• _Your goal_:
Every line containing the string "clothing" should be returned from the records.

• _Raw data_:
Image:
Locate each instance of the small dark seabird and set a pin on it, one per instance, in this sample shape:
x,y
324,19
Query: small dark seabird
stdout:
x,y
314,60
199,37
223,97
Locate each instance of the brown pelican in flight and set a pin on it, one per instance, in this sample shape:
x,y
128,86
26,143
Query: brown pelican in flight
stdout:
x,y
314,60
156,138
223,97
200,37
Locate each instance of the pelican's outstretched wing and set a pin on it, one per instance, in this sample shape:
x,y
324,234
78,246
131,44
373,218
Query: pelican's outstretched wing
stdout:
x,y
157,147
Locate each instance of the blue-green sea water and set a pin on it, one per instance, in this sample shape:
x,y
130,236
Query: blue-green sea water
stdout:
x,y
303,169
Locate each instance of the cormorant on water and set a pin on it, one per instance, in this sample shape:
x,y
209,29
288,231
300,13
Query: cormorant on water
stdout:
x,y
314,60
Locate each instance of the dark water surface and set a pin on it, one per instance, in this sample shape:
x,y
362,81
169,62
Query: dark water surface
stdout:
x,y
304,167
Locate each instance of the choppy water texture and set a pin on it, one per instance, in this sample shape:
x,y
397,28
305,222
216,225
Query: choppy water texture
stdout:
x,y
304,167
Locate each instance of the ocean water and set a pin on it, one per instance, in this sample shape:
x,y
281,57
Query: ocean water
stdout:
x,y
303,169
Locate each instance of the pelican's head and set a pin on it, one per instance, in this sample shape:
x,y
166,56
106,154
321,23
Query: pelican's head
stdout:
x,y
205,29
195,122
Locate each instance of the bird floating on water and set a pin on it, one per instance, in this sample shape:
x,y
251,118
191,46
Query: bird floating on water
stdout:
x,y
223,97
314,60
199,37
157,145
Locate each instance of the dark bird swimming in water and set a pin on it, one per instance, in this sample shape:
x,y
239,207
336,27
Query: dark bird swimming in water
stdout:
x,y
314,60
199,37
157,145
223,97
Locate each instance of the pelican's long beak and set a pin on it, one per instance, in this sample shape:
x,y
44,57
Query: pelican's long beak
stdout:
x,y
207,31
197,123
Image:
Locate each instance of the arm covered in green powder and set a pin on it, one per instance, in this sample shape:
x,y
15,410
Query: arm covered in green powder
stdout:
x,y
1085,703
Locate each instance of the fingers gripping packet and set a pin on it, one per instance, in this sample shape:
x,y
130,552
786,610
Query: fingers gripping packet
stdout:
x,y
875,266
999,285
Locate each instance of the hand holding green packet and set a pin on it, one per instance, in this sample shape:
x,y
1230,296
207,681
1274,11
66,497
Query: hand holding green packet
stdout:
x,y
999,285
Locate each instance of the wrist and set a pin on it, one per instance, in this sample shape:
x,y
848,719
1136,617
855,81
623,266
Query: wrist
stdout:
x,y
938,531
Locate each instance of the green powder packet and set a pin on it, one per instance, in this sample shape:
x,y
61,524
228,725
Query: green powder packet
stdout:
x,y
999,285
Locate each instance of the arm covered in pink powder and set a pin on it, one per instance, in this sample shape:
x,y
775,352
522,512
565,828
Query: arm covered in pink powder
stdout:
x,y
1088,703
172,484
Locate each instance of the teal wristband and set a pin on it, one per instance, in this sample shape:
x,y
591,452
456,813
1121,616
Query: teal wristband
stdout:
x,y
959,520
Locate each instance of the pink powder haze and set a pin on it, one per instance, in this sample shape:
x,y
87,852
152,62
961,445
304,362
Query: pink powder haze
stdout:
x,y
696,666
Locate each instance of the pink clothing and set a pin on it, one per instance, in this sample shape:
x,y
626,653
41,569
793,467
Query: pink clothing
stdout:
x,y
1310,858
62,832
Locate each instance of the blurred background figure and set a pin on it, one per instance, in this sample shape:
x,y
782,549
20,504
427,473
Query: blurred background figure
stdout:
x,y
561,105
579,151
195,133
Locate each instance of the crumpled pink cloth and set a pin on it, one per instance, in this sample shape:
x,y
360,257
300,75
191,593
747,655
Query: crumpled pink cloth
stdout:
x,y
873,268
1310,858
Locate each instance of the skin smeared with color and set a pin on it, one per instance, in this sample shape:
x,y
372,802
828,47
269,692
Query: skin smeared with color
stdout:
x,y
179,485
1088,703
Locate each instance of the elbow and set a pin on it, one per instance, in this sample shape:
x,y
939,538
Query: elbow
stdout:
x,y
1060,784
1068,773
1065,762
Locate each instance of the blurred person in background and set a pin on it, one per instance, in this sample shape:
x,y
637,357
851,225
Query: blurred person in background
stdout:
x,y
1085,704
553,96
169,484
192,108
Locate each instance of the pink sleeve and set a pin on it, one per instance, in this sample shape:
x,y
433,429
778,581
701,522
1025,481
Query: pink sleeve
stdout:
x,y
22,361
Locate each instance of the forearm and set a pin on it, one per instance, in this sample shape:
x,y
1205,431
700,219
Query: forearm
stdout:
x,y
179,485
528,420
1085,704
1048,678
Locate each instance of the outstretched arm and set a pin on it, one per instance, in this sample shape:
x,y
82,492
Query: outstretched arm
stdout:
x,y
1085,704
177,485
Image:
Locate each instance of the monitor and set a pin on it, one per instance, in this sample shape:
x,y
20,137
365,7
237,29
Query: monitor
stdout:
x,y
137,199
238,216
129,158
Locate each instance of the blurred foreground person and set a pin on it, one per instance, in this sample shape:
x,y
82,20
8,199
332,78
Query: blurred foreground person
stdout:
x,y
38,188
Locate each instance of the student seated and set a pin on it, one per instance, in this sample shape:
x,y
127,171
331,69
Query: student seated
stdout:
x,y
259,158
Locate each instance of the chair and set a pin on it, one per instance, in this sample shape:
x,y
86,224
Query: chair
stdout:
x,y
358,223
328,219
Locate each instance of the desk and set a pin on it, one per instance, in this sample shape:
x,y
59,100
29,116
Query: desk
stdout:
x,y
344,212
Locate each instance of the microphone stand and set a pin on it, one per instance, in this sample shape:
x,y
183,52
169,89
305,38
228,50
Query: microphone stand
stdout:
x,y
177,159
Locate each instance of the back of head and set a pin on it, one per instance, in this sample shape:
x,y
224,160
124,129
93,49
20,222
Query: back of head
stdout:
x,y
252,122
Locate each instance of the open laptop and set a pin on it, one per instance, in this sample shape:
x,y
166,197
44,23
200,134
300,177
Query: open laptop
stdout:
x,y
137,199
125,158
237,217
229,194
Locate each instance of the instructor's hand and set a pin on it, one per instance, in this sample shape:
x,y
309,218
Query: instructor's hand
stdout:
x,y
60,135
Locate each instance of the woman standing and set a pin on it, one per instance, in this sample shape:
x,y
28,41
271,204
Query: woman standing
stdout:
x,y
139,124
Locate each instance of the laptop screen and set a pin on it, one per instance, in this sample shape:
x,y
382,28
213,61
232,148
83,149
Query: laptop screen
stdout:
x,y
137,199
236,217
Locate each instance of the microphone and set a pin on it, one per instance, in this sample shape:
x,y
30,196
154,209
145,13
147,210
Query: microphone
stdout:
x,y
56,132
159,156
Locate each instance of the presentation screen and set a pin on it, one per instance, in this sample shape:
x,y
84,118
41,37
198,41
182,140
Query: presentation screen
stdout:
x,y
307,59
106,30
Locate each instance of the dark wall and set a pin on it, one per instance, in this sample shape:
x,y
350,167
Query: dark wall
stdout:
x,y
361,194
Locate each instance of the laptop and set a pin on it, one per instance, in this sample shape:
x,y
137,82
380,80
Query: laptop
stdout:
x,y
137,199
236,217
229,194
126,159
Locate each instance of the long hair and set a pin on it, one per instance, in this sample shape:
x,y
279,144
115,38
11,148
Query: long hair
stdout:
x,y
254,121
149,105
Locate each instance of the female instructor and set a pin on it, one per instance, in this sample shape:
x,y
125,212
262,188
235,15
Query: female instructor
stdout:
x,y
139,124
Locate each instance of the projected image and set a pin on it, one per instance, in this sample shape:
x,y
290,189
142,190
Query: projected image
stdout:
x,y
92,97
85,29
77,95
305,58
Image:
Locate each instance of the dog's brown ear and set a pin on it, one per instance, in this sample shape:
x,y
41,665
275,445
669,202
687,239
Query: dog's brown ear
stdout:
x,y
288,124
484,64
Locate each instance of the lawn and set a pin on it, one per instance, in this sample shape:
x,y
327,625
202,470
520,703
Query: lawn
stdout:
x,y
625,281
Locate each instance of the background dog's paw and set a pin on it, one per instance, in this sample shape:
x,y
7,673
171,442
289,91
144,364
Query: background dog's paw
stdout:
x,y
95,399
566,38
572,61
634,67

• _Answer to the problem_:
Locate each instance of the pink clothing and set a pin on it, one per instance, in this sample shape:
Query: pink clothing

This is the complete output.